> Text passage
_ _ _ _
Re: [RFC] My research agenda for 2.7

Mel Gorman (mel@csn.ul.ie)
Thu, 26 Jun 2003 21:01:43 +0100 (IST)


On Thu, 26 Jun 2003, Daniel Phillips wrote:

> * Most process pages are easily movable, since usually only page tables
> will hold references.
>
> * Most page cache pages are easily movable, likewise
>
> * Similarly, page table pages are not too hard to move
>

I think that finding pages like this together is unlikely, especially if
the system has been running a long time. In the worst case you will have
every easily-moved page adjactent to a near-impossible-to-move page. The
buddy allocator could be taught to be selective of which freelists it used
for different types of allocation but that doesn't sound any easier than
moving order0 pages to slab.

There also would be trouble identifing adjactent pages of order 0 which
are are used for these particular task. Buddy allocators, including the
one implemented in Linux, do not record what order allocation a struct
page belongs to. I could be wrong but it just feels like it would be a lot
of work to free up just a few adjacent pages.

Tentatively, I would assert that being able to group these types of pages
together is a pre-requestive for effective defragging and I think moving
order-0 pages to slab would enforce this grouping. For example, the defrag
daemon could scan just order0-user slabs and move pages from sparsly
populated slabs to other fuller slabs and free slabs as it goes.

In other words, order0 caches are not a mutually exclusive goal to
defragging but I bet you a shiny penny it'd make the implementation a lot
easier.
_ _ _ _
> Set problem 1
Can you write out the part of the memory-defragmentation post that opens with "Mel Gorman (mel@csn.ul.ie)" and closes with "will hold references.", switching "process pages" to "user pages"?
_ _ _ _
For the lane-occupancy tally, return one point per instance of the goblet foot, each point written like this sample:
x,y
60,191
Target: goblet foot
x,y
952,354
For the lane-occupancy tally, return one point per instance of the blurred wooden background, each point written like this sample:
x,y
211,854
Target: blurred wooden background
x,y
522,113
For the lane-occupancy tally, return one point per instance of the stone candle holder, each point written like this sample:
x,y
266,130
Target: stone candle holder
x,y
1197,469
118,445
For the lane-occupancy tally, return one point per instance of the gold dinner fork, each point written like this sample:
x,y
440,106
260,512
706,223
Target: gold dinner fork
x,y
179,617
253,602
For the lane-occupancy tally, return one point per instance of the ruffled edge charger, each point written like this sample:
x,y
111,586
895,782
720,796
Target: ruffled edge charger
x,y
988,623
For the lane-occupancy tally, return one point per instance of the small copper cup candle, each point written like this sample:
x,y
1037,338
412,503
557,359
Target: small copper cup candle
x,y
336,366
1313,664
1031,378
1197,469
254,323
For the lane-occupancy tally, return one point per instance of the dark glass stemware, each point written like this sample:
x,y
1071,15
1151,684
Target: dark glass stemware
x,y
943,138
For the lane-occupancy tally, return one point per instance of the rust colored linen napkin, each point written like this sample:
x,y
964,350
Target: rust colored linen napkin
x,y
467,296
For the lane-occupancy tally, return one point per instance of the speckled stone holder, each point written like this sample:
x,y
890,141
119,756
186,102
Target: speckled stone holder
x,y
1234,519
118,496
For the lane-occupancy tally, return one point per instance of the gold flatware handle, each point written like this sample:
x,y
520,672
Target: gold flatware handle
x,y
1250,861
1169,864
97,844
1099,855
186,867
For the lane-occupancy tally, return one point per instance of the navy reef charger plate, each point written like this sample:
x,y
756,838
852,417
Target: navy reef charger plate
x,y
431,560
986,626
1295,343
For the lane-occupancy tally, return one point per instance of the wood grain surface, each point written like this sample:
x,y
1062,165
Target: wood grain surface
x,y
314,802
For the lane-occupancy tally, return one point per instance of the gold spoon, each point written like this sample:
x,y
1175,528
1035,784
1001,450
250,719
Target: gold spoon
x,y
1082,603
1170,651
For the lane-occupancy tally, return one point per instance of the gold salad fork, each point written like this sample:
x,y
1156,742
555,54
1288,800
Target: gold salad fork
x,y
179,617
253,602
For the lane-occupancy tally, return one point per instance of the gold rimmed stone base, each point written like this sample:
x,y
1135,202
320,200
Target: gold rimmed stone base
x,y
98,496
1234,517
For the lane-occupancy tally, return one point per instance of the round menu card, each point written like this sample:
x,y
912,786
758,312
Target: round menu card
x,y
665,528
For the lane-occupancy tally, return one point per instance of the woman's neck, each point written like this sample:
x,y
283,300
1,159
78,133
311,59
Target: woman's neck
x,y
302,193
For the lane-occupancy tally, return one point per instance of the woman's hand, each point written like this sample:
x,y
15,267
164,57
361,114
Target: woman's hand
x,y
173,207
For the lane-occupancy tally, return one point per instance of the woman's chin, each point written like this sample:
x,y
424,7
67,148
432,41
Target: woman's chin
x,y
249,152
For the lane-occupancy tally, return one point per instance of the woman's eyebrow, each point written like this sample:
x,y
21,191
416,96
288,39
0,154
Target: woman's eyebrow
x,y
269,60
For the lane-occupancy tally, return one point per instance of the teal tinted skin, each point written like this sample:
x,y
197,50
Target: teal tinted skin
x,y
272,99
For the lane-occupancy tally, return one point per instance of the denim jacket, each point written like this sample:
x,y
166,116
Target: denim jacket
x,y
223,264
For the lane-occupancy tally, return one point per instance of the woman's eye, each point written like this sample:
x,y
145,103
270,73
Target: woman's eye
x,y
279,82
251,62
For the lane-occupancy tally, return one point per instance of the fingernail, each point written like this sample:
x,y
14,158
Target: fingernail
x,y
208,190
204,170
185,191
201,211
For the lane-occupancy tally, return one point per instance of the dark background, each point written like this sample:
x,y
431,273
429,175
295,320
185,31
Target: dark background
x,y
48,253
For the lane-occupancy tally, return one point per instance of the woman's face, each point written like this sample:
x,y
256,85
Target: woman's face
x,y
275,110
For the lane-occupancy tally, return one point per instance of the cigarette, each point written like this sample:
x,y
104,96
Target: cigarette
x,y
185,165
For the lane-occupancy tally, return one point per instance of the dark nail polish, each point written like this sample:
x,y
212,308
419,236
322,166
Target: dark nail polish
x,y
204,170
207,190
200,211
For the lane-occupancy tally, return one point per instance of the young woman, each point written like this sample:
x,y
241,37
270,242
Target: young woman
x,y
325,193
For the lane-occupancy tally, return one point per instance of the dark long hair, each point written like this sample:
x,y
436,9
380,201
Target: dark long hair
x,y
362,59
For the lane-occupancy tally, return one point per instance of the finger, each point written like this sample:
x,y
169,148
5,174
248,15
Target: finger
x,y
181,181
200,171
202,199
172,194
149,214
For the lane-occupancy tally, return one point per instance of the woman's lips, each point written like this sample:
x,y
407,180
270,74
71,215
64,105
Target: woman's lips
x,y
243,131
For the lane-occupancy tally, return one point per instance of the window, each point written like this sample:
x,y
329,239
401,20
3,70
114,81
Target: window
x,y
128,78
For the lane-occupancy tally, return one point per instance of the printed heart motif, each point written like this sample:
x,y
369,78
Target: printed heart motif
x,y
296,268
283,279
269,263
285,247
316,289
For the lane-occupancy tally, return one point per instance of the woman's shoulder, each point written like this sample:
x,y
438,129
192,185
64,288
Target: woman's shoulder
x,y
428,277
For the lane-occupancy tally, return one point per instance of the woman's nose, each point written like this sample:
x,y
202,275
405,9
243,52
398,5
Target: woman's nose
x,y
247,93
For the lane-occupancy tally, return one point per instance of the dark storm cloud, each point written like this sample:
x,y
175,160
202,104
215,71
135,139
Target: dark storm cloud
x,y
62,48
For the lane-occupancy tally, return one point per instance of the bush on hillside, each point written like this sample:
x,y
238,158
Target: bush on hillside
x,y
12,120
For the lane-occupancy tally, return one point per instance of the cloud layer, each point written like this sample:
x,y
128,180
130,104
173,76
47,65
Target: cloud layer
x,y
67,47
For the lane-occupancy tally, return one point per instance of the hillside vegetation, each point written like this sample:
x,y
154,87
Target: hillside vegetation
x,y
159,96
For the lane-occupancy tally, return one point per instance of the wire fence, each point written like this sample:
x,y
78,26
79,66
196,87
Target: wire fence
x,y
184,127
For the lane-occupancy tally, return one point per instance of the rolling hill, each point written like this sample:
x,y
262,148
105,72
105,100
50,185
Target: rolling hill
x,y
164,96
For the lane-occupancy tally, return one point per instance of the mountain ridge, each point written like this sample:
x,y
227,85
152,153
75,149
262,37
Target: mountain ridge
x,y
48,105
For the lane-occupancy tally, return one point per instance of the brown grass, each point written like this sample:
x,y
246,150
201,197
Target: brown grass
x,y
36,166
_ _ _ _
> Set problem 2
Which lines of the records contain the string "background", matching case exactly? Return each such line in full.

> Exercise solution 1
Mel Gorman (mel@csn.ul.ie)
Thu, 26 Jun 2003 21:01:43 +0100 (IST)


On Thu, 26 Jun 2003, Daniel Phillips wrote:

> * Most user pages are easily movable, since usually only page tables
> will hold references.

> Exercise solution 2
For the lane-occupancy tally, return one point per instance of the blurred wooden background, each point written like this sample:
Target: blurred wooden background
For the lane-occupancy tally, return one point per instance of the dark background, each point written like this sample:
Target: dark background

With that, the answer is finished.